▸ **THE DATA**:
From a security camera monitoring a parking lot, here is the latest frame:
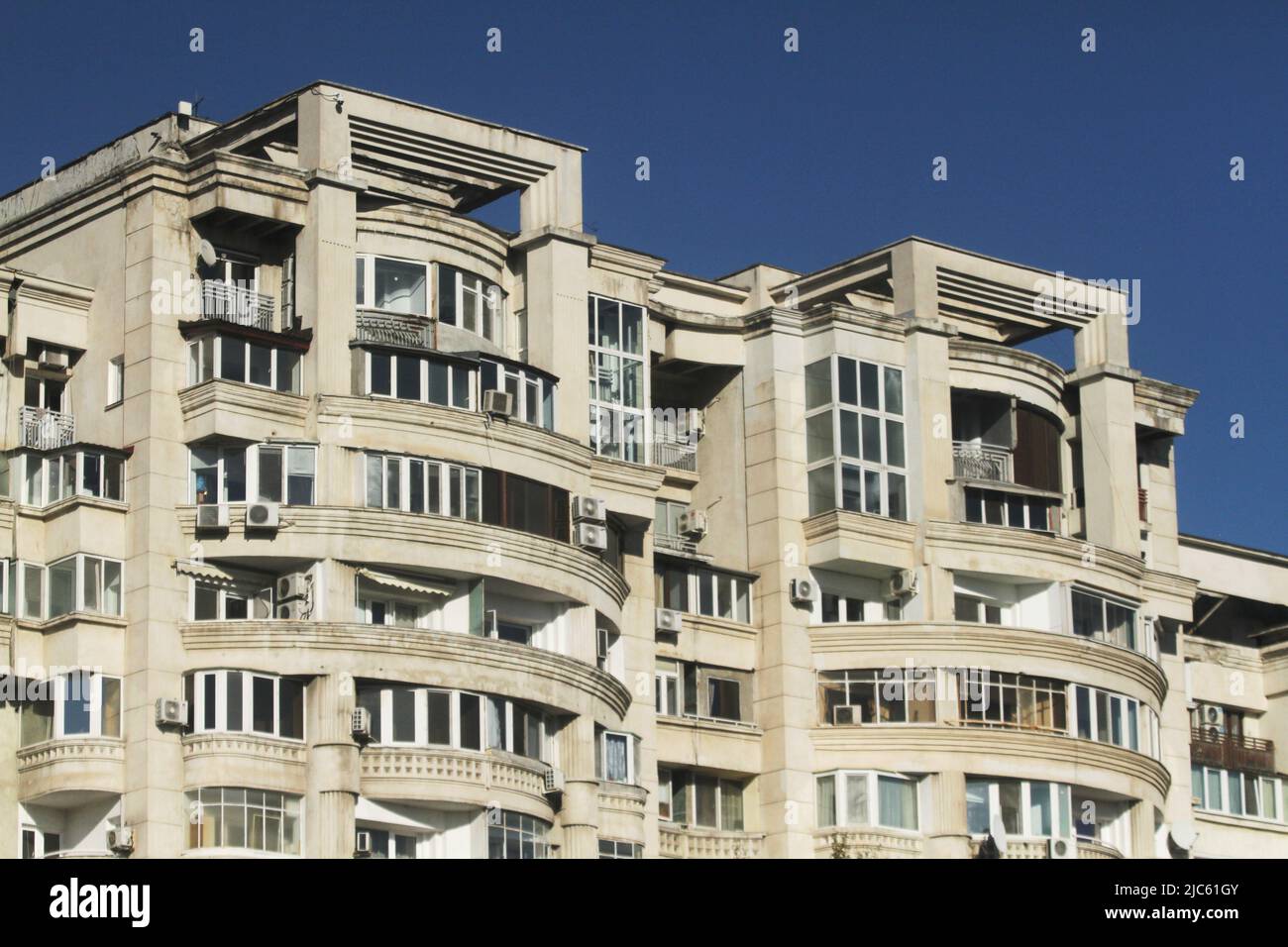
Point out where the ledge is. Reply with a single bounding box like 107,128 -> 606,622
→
179,621 -> 631,728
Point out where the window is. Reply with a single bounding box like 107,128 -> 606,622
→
480,359 -> 555,430
48,554 -> 123,618
818,668 -> 936,727
965,487 -> 1059,532
657,770 -> 744,832
588,295 -> 648,464
486,809 -> 550,858
18,672 -> 121,746
184,670 -> 304,740
438,263 -> 505,347
815,770 -> 918,832
188,334 -> 304,394
107,356 -> 125,407
187,788 -> 300,856
966,777 -> 1073,839
805,356 -> 909,519
957,668 -> 1069,733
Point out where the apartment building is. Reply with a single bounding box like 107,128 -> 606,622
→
0,82 -> 1288,858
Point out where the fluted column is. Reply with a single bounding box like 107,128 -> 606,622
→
304,674 -> 358,858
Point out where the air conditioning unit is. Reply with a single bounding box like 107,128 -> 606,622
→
657,608 -> 684,634
572,523 -> 608,552
107,826 -> 134,856
679,510 -> 707,540
156,697 -> 188,727
1047,839 -> 1078,858
483,389 -> 514,417
273,598 -> 308,621
832,703 -> 863,727
277,573 -> 312,601
246,502 -> 278,530
349,707 -> 374,743
546,767 -> 563,795
353,830 -> 371,858
197,502 -> 228,530
886,570 -> 917,598
791,579 -> 818,605
572,496 -> 608,523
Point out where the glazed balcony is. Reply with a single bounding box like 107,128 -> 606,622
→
20,407 -> 76,451
201,279 -> 274,333
1190,727 -> 1275,776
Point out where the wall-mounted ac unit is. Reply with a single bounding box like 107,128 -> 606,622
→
1047,839 -> 1078,858
155,697 -> 188,727
572,496 -> 608,523
545,767 -> 563,795
679,510 -> 707,540
197,502 -> 228,530
886,570 -> 917,598
349,707 -> 373,743
572,523 -> 608,552
107,826 -> 134,856
791,579 -> 818,605
353,828 -> 371,858
483,389 -> 514,417
657,608 -> 684,634
246,502 -> 278,530
277,573 -> 312,601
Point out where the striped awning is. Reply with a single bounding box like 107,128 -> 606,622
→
358,567 -> 456,598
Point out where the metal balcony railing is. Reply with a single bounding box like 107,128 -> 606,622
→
953,441 -> 1014,483
1190,727 -> 1275,775
356,309 -> 434,349
201,279 -> 273,333
21,407 -> 76,451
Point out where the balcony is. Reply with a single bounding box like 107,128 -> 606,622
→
21,407 -> 76,451
355,309 -> 434,349
201,279 -> 273,333
1190,727 -> 1275,776
953,441 -> 1015,483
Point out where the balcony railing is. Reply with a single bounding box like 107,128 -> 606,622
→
201,279 -> 273,333
21,407 -> 76,451
357,309 -> 434,349
1190,727 -> 1275,775
953,441 -> 1014,483
653,437 -> 698,473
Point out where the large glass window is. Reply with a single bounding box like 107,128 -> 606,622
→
805,356 -> 909,519
588,295 -> 648,464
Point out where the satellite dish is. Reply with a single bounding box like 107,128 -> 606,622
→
197,240 -> 219,266
1168,822 -> 1198,852
988,811 -> 1006,856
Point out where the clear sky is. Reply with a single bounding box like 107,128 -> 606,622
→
0,0 -> 1288,552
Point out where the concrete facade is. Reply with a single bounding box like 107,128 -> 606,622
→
0,82 -> 1288,858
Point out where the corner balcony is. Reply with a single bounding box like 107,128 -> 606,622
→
355,309 -> 434,349
953,441 -> 1015,483
1190,727 -> 1275,776
658,824 -> 765,858
20,407 -> 76,451
201,279 -> 274,333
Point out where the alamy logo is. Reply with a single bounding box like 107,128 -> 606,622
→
49,878 -> 152,927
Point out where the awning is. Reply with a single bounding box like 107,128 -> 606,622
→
358,569 -> 456,598
174,559 -> 237,586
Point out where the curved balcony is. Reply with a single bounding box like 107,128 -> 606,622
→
808,622 -> 1167,710
183,733 -> 308,795
18,737 -> 125,805
176,506 -> 630,626
812,724 -> 1171,809
179,621 -> 631,727
358,746 -> 553,822
814,827 -> 924,858
658,824 -> 765,858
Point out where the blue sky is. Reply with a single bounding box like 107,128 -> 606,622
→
0,0 -> 1288,552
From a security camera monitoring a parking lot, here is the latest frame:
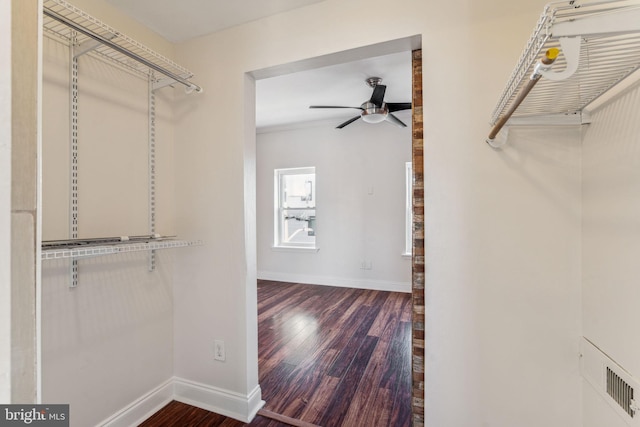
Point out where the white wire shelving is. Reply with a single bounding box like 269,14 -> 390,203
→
490,0 -> 640,130
42,239 -> 202,261
43,0 -> 202,92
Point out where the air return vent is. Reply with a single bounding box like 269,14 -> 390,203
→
580,338 -> 640,427
607,367 -> 636,418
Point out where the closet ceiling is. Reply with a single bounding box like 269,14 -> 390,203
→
107,0 -> 411,131
106,0 -> 323,42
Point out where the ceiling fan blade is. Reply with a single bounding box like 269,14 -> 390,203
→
387,113 -> 407,128
370,85 -> 387,107
309,105 -> 362,110
387,102 -> 411,113
336,116 -> 360,129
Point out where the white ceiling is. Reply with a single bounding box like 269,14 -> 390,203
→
106,0 -> 411,129
256,51 -> 411,129
107,0 -> 323,42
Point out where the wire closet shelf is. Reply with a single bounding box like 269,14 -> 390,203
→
490,0 -> 640,139
43,0 -> 202,92
41,236 -> 202,261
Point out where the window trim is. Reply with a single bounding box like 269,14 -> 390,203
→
272,166 -> 319,252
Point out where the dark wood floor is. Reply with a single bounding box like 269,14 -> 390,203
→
142,281 -> 411,427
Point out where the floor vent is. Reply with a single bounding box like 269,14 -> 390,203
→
607,367 -> 635,418
580,337 -> 640,427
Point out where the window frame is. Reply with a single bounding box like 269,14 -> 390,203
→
272,166 -> 318,251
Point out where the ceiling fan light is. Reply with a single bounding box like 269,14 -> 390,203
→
362,112 -> 387,123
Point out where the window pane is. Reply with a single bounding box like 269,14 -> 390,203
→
282,209 -> 316,246
274,167 -> 316,248
282,173 -> 316,208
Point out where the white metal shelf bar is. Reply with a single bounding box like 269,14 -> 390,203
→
43,0 -> 202,92
490,0 -> 640,129
42,240 -> 202,261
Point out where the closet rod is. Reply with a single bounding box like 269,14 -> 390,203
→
487,48 -> 560,148
43,8 -> 203,92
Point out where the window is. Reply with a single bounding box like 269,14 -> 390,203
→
403,162 -> 413,256
274,167 -> 316,248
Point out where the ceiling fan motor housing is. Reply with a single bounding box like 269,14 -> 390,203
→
360,101 -> 389,123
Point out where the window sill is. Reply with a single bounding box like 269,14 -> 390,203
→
271,246 -> 320,253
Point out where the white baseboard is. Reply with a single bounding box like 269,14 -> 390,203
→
98,378 -> 174,427
98,377 -> 265,427
258,271 -> 411,293
174,378 -> 264,423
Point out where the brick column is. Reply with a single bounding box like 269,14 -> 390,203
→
411,50 -> 425,427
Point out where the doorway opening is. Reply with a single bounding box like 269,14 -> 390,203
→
251,37 -> 424,425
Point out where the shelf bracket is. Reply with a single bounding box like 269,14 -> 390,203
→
550,8 -> 640,37
148,73 -> 156,271
69,31 -> 78,288
73,34 -> 116,59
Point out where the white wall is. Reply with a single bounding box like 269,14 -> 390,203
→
41,1 -> 175,426
582,85 -> 640,426
175,0 -> 581,427
0,1 -> 11,402
256,122 -> 411,292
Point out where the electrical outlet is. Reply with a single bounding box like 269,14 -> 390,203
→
360,260 -> 373,270
213,340 -> 227,362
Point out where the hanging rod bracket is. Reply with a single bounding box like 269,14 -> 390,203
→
535,37 -> 582,81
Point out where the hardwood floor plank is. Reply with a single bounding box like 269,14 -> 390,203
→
141,281 -> 412,427
318,336 -> 378,427
328,306 -> 380,378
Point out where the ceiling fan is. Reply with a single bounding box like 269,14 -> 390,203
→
309,77 -> 411,129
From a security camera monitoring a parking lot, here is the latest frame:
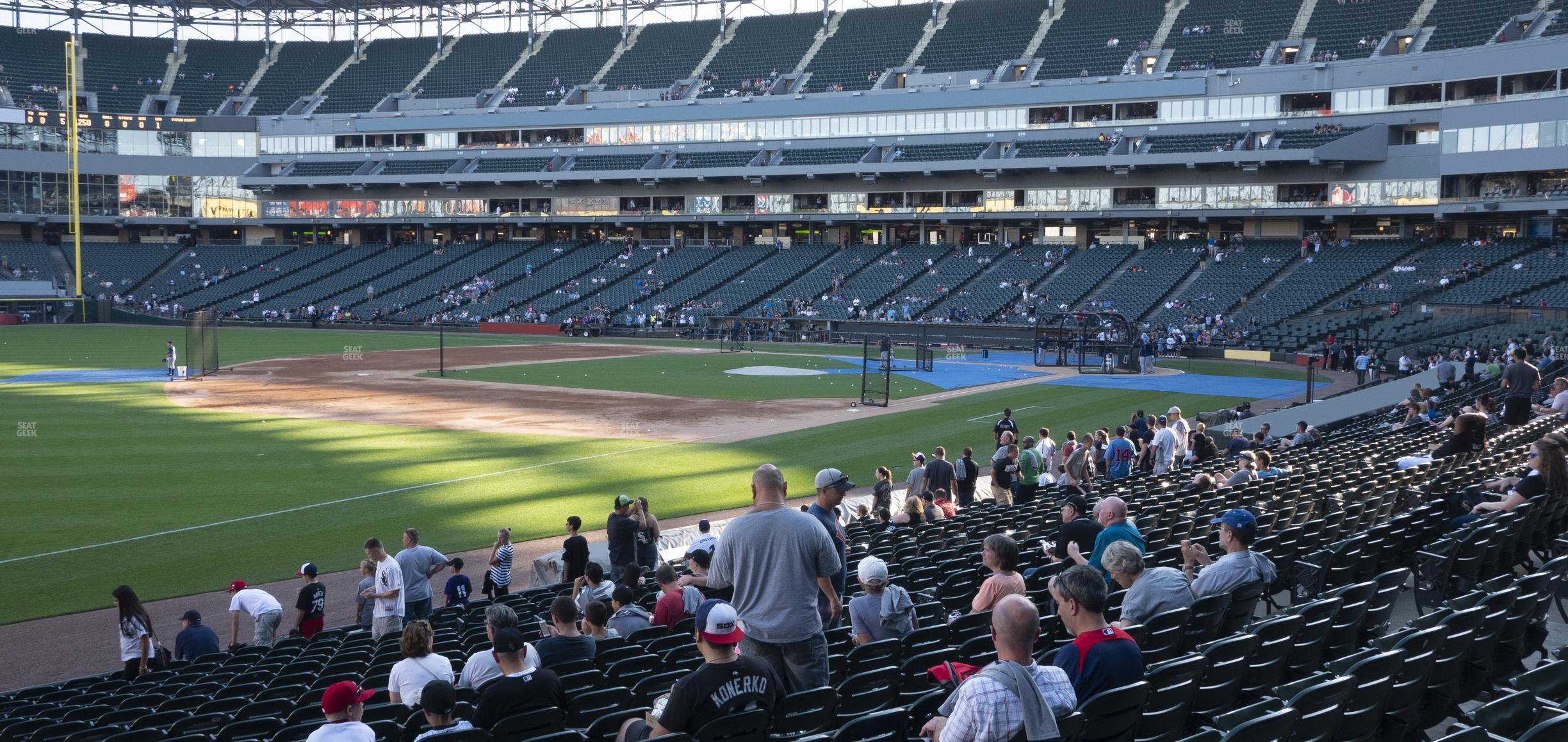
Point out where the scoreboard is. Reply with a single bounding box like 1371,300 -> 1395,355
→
24,110 -> 204,132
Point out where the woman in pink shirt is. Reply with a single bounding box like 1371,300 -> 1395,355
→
969,533 -> 1029,613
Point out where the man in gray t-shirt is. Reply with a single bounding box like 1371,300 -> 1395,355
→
680,465 -> 842,693
1107,568 -> 1193,626
392,529 -> 448,621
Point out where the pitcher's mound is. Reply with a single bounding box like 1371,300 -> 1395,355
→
724,365 -> 828,377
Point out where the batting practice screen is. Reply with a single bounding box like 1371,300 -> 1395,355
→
185,309 -> 218,377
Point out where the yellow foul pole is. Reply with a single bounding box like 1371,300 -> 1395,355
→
66,35 -> 81,298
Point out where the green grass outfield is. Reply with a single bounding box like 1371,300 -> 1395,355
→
1159,358 -> 1306,381
420,353 -> 942,400
0,326 -> 1261,623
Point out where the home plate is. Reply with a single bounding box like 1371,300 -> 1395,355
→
724,365 -> 828,377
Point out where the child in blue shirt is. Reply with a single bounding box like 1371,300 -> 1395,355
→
447,559 -> 473,606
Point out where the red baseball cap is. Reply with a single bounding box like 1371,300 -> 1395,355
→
696,598 -> 746,645
322,681 -> 377,714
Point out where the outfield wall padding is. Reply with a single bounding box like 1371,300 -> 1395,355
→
480,322 -> 561,336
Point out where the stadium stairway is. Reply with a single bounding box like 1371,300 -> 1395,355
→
0,364 -> 1568,742
342,242 -> 494,314
927,243 -> 1066,322
60,242 -> 182,295
687,243 -> 839,315
1029,245 -> 1138,321
916,0 -> 1054,72
496,240 -> 626,314
1325,240 -> 1540,306
1433,246 -> 1568,304
630,245 -> 778,314
1234,238 -> 1417,325
561,246 -> 724,317
815,243 -> 950,320
160,245 -> 315,308
1086,242 -> 1198,320
375,240 -> 573,320
742,245 -> 888,314
1148,240 -> 1300,325
878,243 -> 1005,318
804,3 -> 931,91
277,242 -> 467,312
215,246 -> 395,312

▸ **PROBLEM DESCRIPTION**: Rewrite the entries from the top down to the line containing "179,621 -> 631,728", swapping "parking lot" for "loading dock" and leaving everything else the same. Omit the pictures.

▸ **SOLUTION FOR THIS EXERCISE**:
From a security camera monitoring a loading dock, here is the latest frame:
Point out where the ledge is. Reply with a single bounding box like 107,128 -> 606,622
→
179,621 -> 631,728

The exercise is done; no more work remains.